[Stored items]
%%
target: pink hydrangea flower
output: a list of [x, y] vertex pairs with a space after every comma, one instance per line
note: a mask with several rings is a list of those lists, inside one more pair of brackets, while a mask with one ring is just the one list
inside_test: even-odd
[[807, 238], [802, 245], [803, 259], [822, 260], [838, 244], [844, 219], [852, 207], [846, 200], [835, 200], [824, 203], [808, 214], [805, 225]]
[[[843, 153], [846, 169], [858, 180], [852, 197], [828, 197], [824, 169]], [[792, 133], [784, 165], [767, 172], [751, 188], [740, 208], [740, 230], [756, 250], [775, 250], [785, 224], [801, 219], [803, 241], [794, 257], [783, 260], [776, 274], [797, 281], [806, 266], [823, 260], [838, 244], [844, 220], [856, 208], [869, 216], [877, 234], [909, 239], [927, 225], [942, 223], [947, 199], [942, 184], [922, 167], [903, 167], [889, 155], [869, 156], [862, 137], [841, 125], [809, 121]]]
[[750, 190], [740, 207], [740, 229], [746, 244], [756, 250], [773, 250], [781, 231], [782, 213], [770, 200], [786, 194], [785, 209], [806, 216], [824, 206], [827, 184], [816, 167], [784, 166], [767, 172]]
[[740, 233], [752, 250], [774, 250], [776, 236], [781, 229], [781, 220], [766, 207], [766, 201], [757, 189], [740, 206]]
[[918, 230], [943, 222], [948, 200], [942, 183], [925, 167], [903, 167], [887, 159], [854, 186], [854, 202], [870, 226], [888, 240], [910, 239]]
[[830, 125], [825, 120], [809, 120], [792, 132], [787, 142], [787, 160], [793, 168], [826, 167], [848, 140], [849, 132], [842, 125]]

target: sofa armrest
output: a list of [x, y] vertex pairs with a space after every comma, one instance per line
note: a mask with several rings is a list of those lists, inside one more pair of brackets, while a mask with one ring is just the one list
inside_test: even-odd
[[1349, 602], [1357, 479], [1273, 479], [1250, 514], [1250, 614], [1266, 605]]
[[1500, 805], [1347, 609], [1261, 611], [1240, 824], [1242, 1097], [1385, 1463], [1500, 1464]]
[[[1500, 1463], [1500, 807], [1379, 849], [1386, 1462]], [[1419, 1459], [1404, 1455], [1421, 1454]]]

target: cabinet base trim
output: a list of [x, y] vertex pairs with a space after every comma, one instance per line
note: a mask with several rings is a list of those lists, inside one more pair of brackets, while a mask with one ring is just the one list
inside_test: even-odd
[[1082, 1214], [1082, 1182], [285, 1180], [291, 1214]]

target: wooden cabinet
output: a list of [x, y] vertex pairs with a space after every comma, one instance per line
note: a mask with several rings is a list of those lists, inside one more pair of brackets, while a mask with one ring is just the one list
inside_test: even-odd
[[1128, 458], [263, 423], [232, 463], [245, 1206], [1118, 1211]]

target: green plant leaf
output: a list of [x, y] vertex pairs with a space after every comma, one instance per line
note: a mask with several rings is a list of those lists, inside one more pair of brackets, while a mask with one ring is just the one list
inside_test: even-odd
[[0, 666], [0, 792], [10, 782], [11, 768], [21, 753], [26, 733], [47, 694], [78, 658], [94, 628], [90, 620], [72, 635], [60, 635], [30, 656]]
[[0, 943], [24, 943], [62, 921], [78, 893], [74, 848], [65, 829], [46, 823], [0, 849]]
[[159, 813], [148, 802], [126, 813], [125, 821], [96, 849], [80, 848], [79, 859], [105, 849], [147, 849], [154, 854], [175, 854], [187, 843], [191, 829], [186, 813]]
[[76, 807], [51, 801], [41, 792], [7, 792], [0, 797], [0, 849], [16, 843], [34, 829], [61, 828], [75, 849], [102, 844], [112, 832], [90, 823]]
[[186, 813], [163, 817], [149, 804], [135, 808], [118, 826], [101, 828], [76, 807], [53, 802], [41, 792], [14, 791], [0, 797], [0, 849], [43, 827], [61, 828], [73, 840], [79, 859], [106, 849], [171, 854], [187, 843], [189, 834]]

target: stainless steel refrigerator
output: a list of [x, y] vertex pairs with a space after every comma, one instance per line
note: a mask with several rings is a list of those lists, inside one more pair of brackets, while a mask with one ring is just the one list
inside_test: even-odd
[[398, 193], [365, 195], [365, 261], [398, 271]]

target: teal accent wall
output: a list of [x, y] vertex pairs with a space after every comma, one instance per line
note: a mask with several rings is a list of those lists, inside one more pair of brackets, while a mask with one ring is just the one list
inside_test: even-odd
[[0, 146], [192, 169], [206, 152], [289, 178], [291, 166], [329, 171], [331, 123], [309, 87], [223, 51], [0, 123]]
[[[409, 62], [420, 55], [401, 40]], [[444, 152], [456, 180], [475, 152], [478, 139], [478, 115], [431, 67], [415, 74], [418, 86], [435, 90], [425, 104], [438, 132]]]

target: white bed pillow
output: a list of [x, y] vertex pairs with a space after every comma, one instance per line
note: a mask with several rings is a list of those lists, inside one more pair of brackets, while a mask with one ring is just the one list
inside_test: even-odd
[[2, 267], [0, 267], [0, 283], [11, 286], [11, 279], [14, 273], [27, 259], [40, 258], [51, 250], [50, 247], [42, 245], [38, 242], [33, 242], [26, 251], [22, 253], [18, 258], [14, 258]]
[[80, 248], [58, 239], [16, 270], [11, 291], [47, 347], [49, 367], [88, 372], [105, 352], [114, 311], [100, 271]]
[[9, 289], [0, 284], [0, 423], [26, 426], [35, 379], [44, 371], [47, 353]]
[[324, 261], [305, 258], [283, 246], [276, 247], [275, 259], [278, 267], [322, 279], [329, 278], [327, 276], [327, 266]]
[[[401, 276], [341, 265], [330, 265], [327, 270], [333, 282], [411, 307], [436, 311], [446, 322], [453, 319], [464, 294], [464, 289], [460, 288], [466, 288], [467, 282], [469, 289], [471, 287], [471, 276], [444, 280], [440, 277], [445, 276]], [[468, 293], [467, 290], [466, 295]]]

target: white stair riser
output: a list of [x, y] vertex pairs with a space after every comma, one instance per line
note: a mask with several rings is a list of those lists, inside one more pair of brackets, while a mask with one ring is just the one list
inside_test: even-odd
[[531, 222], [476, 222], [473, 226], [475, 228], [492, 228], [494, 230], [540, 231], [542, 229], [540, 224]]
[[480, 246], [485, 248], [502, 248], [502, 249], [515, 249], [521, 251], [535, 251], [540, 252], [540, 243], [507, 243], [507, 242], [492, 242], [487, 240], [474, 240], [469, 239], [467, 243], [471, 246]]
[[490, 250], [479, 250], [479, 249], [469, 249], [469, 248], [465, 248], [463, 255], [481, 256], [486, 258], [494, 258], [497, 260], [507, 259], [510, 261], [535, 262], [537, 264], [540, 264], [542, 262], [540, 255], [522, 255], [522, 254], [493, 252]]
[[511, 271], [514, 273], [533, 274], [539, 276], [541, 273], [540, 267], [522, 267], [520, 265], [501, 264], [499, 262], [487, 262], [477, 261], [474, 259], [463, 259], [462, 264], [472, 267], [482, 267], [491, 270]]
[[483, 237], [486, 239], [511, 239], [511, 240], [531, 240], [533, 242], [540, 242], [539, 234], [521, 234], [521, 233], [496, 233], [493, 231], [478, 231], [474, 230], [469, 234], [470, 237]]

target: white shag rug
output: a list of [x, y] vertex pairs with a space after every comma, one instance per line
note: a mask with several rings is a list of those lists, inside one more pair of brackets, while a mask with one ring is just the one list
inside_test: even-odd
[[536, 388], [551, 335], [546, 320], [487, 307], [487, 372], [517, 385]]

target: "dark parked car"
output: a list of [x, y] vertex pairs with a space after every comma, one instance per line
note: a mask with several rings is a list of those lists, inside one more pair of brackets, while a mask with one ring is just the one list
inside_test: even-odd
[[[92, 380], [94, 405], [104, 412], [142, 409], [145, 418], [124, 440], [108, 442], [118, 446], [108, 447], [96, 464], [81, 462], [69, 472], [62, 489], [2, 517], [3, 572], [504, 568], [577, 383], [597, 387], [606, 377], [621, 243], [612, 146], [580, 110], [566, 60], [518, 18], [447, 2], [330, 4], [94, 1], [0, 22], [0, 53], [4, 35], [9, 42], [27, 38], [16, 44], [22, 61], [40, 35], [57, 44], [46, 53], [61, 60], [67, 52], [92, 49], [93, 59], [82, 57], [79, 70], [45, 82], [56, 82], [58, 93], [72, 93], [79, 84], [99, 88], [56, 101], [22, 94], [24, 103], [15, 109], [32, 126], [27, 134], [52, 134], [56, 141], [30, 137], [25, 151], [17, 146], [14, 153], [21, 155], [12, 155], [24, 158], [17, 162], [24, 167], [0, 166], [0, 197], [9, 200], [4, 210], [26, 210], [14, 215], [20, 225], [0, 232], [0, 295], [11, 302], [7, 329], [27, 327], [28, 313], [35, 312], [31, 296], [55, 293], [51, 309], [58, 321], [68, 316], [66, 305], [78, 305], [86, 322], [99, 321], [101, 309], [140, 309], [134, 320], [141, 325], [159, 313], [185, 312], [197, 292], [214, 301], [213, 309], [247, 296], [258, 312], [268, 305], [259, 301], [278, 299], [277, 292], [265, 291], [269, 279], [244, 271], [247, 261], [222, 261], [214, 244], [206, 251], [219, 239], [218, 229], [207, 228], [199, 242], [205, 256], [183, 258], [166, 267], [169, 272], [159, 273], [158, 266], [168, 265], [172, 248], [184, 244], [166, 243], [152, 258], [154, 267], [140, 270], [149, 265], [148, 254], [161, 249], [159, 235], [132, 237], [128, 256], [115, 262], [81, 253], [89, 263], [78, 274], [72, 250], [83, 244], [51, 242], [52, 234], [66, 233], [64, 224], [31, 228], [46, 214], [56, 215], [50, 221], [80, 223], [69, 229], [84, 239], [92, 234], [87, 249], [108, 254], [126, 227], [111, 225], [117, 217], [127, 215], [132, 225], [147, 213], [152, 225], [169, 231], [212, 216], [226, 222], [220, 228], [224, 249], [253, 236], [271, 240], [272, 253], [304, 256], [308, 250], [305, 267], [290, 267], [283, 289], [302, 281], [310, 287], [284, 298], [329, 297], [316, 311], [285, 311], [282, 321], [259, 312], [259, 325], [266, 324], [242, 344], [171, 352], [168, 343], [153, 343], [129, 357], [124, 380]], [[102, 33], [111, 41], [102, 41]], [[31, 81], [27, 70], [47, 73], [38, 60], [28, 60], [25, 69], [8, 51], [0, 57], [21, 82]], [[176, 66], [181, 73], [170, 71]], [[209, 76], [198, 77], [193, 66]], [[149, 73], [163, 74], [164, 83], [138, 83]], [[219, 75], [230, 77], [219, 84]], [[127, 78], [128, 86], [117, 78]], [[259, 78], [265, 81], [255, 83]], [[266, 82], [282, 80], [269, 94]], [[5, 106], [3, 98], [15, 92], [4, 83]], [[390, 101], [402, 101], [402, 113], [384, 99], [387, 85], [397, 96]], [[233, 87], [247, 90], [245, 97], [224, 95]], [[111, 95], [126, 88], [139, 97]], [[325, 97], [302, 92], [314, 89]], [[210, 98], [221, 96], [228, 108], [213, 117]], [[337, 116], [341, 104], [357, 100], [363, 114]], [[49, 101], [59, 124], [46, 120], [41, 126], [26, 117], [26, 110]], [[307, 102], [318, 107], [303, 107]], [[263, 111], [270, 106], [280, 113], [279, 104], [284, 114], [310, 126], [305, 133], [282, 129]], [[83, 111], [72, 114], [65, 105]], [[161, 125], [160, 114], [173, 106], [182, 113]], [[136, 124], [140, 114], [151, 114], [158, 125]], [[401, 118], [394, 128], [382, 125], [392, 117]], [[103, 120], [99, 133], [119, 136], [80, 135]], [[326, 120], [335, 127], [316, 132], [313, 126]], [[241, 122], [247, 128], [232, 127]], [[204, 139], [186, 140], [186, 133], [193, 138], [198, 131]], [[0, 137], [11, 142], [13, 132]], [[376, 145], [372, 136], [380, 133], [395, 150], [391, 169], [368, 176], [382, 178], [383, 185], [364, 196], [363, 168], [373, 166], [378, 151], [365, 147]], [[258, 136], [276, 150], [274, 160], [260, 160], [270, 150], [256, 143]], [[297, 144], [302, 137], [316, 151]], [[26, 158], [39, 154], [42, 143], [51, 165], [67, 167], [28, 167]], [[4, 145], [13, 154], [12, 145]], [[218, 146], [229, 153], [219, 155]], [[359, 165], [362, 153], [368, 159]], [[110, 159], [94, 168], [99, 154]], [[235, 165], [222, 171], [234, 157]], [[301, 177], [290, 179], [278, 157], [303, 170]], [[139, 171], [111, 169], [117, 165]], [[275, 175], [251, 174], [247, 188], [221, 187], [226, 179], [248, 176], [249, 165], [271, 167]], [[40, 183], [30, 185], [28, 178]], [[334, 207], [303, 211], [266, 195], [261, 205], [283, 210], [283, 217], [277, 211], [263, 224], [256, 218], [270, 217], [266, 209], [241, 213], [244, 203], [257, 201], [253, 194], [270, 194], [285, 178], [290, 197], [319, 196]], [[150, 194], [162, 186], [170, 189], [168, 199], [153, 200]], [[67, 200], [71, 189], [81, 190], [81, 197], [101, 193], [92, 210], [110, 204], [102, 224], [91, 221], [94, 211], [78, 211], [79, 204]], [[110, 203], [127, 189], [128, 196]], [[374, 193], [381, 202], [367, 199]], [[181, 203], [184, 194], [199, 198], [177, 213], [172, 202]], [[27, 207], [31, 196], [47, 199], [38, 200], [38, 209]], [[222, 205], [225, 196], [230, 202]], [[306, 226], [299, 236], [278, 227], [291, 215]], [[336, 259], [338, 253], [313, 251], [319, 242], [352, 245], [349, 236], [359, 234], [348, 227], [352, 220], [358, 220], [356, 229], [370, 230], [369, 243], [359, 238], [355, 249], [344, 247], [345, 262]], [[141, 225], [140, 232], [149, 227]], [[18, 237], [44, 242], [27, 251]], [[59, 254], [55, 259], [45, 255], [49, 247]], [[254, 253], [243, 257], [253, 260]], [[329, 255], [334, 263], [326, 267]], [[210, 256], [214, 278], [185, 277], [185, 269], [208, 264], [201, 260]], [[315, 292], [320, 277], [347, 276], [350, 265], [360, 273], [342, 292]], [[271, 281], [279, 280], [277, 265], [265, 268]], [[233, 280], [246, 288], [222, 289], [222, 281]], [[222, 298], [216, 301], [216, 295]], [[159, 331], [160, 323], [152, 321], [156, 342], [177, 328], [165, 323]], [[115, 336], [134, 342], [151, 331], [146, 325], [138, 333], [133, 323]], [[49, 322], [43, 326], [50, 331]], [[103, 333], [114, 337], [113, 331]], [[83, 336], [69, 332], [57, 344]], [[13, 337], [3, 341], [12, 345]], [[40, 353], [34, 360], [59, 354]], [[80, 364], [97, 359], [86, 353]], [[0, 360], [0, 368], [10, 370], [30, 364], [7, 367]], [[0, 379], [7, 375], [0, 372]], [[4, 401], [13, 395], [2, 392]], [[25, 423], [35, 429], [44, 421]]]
%%
→ **To do**: Among the entries above, count every line containing the string "white". Your reply must be that number alone.

→ **Output for this task**: 3